- _Set problem_:
Pick out every line below that contains the word "lying", and copy each one in full. Treat the match as case-sensitive.

────────────────────────────────────────

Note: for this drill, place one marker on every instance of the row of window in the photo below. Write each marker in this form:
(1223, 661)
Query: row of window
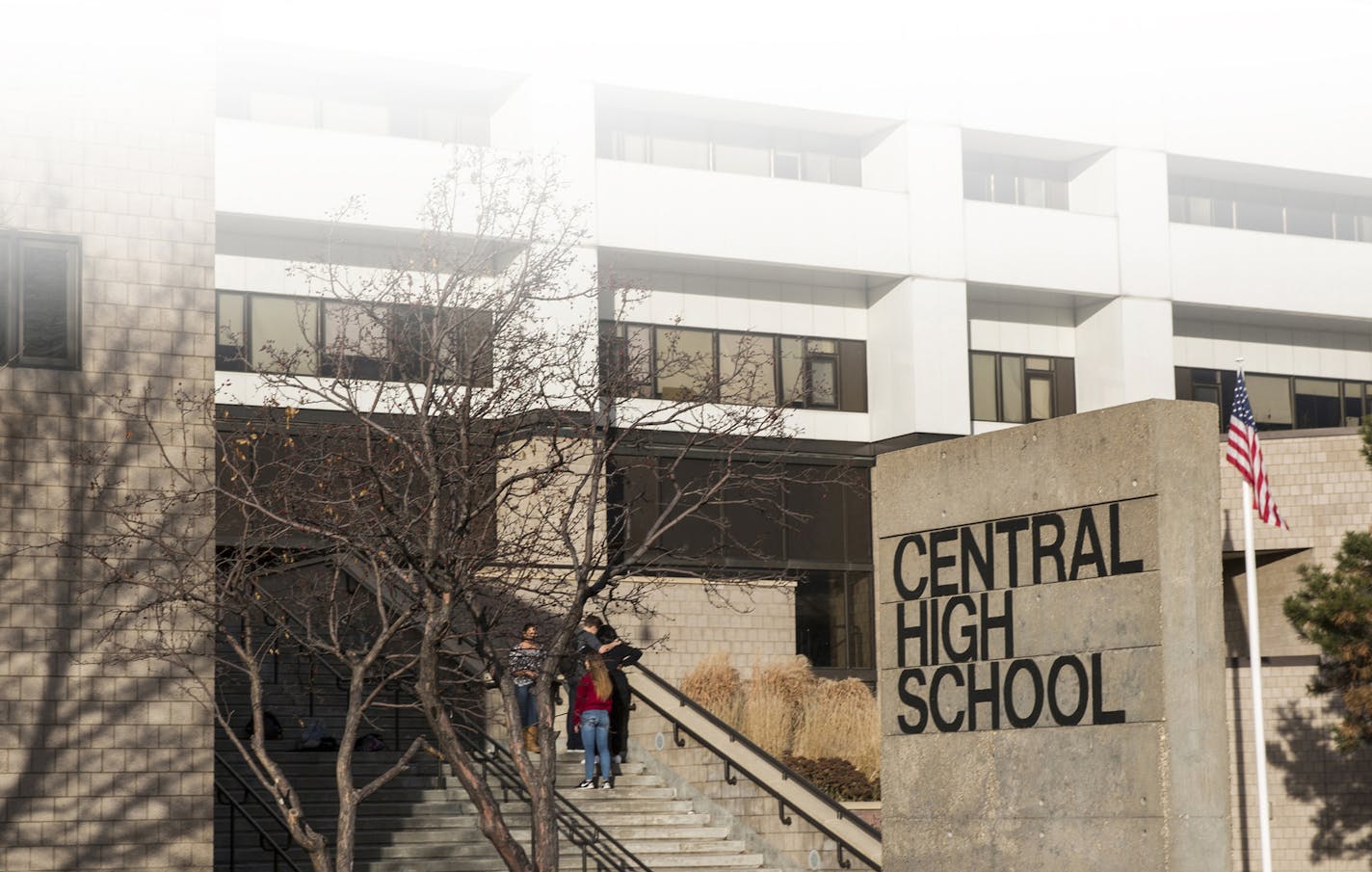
(302, 110)
(730, 148)
(40, 301)
(756, 369)
(1279, 402)
(309, 336)
(1016, 388)
(1272, 210)
(1022, 181)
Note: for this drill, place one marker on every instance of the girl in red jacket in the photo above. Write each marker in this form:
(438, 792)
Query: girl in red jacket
(591, 716)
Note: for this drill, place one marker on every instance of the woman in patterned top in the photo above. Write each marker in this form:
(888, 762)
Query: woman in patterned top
(526, 660)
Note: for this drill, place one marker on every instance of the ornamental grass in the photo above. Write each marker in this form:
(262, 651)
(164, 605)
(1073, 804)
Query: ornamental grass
(838, 719)
(717, 687)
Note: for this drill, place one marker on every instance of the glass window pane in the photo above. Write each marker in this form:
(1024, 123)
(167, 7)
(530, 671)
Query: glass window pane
(815, 506)
(748, 159)
(284, 334)
(1309, 223)
(229, 339)
(281, 109)
(853, 375)
(44, 301)
(355, 117)
(824, 384)
(1317, 404)
(844, 171)
(819, 620)
(1057, 194)
(984, 386)
(785, 165)
(1003, 187)
(1041, 398)
(861, 612)
(792, 375)
(1257, 216)
(1353, 409)
(1033, 192)
(976, 184)
(683, 363)
(747, 369)
(816, 166)
(1271, 399)
(1012, 389)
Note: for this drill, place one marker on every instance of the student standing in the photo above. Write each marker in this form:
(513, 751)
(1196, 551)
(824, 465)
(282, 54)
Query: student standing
(594, 700)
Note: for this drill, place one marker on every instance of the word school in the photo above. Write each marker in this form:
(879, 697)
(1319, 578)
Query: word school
(957, 615)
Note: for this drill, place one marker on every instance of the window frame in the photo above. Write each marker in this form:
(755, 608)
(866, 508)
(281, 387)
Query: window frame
(1060, 376)
(844, 357)
(15, 244)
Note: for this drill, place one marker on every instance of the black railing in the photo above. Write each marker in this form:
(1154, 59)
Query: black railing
(236, 810)
(733, 765)
(600, 850)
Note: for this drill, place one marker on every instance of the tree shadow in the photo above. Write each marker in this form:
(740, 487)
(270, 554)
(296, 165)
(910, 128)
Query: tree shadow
(1333, 784)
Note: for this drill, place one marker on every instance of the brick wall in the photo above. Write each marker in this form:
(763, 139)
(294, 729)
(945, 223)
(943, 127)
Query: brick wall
(107, 138)
(1320, 800)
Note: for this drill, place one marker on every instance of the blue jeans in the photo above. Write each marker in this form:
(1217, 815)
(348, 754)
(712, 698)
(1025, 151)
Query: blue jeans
(595, 739)
(527, 710)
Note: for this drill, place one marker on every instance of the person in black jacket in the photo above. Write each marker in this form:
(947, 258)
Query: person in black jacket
(618, 655)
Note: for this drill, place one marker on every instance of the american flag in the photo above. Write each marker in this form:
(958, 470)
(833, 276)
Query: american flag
(1246, 456)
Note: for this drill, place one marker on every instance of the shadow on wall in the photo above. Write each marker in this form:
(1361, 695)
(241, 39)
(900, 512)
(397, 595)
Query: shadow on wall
(93, 764)
(1335, 786)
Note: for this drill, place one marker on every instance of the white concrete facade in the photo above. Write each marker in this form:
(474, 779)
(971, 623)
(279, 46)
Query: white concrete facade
(902, 261)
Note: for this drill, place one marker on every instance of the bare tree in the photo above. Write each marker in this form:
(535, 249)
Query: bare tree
(450, 447)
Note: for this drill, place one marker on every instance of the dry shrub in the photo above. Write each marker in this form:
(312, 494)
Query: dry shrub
(838, 719)
(717, 687)
(774, 700)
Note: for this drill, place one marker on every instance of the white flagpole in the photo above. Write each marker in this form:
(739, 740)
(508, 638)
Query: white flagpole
(1259, 745)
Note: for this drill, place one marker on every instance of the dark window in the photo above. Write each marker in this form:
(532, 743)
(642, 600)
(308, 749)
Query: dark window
(1002, 178)
(40, 301)
(352, 340)
(1279, 402)
(834, 620)
(1018, 388)
(1269, 210)
(726, 146)
(682, 363)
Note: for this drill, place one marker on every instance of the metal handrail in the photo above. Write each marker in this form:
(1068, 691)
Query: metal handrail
(582, 832)
(785, 772)
(278, 855)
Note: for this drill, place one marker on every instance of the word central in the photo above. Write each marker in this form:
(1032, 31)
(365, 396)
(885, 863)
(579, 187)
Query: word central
(957, 621)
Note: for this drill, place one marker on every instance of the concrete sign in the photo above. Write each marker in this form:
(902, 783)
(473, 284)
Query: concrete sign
(1051, 646)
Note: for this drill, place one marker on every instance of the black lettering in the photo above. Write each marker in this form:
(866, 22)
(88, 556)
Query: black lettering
(914, 700)
(940, 674)
(1067, 719)
(1047, 548)
(979, 696)
(912, 631)
(1013, 527)
(1016, 720)
(934, 634)
(937, 563)
(969, 631)
(1005, 622)
(983, 557)
(1087, 527)
(899, 560)
(1097, 697)
(1120, 567)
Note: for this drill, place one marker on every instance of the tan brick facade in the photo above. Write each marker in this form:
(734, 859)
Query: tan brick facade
(1320, 812)
(103, 765)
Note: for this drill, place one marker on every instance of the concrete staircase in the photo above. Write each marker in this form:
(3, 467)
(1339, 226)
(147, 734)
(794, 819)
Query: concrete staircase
(424, 823)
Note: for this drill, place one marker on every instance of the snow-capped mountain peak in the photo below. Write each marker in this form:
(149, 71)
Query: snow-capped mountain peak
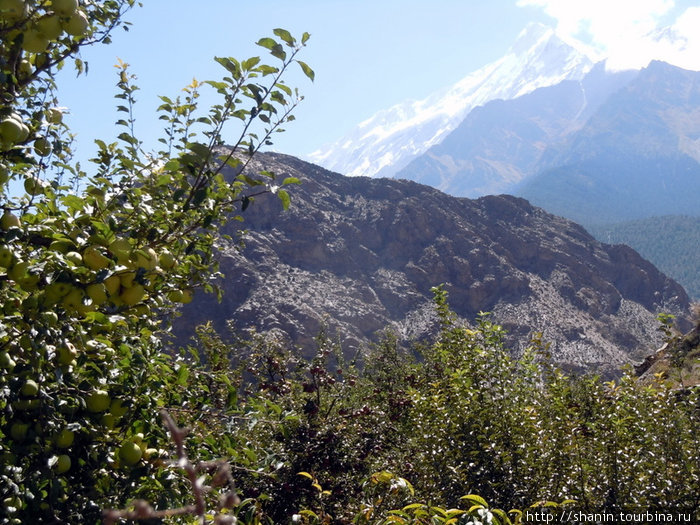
(389, 140)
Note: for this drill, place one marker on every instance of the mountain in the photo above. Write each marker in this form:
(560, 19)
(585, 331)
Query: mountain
(672, 242)
(500, 144)
(388, 141)
(637, 156)
(358, 255)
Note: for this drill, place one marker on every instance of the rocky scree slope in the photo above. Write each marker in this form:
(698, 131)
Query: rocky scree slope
(357, 255)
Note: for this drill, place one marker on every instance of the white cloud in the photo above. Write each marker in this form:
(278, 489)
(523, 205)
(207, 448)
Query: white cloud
(628, 32)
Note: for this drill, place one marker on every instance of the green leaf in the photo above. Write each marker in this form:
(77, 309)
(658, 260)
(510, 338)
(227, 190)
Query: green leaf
(267, 43)
(285, 35)
(307, 70)
(284, 197)
(290, 180)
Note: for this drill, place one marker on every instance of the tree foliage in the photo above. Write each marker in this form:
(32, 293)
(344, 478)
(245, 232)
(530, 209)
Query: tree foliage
(93, 260)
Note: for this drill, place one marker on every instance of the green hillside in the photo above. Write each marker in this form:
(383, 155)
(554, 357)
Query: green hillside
(671, 242)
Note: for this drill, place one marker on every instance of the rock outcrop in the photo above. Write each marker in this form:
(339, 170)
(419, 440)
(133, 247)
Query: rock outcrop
(358, 255)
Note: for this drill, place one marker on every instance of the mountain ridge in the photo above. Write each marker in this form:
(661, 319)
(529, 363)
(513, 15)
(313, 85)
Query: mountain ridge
(358, 255)
(386, 142)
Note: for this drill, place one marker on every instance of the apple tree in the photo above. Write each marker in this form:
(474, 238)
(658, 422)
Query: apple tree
(94, 261)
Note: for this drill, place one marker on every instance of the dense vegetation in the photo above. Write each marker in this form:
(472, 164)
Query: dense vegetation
(97, 413)
(671, 242)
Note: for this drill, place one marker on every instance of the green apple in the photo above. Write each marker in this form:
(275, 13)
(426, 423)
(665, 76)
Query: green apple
(64, 438)
(34, 185)
(50, 26)
(73, 300)
(126, 279)
(42, 147)
(145, 258)
(4, 175)
(25, 68)
(6, 256)
(18, 431)
(97, 292)
(34, 41)
(66, 353)
(55, 291)
(108, 420)
(167, 260)
(63, 464)
(54, 115)
(98, 401)
(133, 294)
(117, 408)
(130, 453)
(121, 249)
(13, 130)
(65, 7)
(94, 259)
(77, 25)
(12, 10)
(9, 220)
(6, 361)
(30, 388)
(18, 270)
(75, 258)
(112, 284)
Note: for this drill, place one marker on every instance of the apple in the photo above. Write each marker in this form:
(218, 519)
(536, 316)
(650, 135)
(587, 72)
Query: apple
(65, 7)
(18, 431)
(64, 438)
(6, 256)
(13, 129)
(25, 68)
(73, 300)
(9, 220)
(77, 25)
(112, 284)
(97, 292)
(121, 249)
(108, 420)
(62, 246)
(75, 258)
(63, 464)
(132, 295)
(55, 291)
(66, 354)
(117, 408)
(30, 388)
(130, 453)
(6, 361)
(98, 401)
(42, 147)
(145, 258)
(18, 270)
(94, 259)
(34, 41)
(54, 115)
(167, 260)
(126, 279)
(50, 26)
(34, 185)
(4, 175)
(12, 9)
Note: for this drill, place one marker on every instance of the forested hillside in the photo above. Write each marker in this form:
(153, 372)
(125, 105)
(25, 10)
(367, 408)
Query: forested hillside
(671, 242)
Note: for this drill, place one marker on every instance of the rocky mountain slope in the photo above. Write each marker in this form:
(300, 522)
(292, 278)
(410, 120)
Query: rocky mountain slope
(385, 143)
(637, 156)
(359, 255)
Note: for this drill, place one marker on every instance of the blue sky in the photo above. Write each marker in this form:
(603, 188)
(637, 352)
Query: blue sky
(367, 54)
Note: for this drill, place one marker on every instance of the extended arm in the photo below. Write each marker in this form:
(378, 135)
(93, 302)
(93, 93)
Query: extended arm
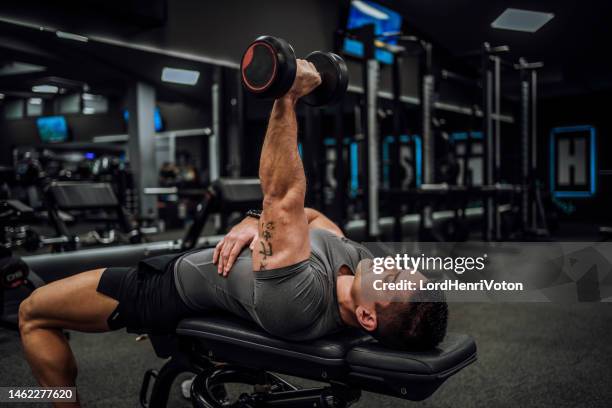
(283, 227)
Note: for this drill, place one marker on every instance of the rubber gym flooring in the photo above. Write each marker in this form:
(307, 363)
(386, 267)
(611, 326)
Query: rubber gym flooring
(544, 355)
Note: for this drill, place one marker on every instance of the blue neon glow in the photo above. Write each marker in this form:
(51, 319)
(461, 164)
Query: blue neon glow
(364, 12)
(52, 129)
(463, 135)
(354, 155)
(593, 163)
(419, 159)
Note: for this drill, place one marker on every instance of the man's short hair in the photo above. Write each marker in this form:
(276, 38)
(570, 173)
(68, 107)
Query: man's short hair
(416, 325)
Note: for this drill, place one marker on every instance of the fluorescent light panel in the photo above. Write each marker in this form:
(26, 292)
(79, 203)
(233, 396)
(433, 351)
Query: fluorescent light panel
(180, 76)
(16, 68)
(71, 36)
(521, 20)
(45, 88)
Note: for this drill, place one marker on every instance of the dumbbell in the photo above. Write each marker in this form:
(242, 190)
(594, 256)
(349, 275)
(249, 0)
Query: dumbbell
(268, 68)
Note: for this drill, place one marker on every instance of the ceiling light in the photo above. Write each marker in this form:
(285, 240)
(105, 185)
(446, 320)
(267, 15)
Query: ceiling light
(371, 11)
(45, 88)
(521, 20)
(15, 68)
(180, 76)
(71, 36)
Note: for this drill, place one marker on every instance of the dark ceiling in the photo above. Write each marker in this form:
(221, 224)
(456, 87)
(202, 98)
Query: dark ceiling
(574, 45)
(101, 67)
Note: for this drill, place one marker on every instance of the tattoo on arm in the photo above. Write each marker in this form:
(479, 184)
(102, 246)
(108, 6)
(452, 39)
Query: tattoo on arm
(266, 245)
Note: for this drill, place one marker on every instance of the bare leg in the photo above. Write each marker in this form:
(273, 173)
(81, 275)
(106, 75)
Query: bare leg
(71, 303)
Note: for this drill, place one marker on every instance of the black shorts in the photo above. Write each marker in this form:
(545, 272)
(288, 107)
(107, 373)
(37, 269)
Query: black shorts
(148, 299)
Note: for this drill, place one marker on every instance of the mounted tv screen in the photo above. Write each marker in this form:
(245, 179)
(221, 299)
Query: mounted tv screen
(52, 129)
(158, 123)
(363, 12)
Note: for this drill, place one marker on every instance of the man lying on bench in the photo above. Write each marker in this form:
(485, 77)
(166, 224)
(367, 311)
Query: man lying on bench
(300, 280)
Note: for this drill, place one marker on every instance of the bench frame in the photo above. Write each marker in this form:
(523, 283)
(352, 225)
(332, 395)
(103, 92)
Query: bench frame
(186, 355)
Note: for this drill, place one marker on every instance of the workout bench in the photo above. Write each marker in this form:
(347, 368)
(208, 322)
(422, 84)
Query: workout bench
(223, 349)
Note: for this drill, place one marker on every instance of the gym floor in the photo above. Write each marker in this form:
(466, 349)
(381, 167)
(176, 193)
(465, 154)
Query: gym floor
(540, 355)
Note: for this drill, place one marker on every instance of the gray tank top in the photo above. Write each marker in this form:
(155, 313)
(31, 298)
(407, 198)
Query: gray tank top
(297, 302)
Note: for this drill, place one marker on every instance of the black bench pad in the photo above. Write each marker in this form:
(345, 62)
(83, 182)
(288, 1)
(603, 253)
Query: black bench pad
(350, 356)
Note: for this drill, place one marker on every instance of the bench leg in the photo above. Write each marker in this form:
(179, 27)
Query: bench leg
(163, 381)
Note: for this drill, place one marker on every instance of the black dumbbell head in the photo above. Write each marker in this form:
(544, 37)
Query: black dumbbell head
(334, 76)
(268, 67)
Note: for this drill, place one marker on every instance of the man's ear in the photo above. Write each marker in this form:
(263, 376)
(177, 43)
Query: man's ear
(366, 318)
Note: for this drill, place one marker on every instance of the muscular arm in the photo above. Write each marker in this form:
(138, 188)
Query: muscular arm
(283, 227)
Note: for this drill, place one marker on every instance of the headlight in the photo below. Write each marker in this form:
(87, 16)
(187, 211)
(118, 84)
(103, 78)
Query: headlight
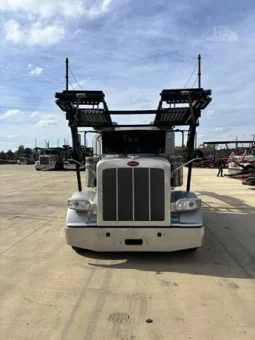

────────────────────────────────────────

- _Response for this exercise_:
Note: for this drill, place one marker on every instance of the man lying on bench in the photo above. Write each marker in this form:
Query: man lying on bench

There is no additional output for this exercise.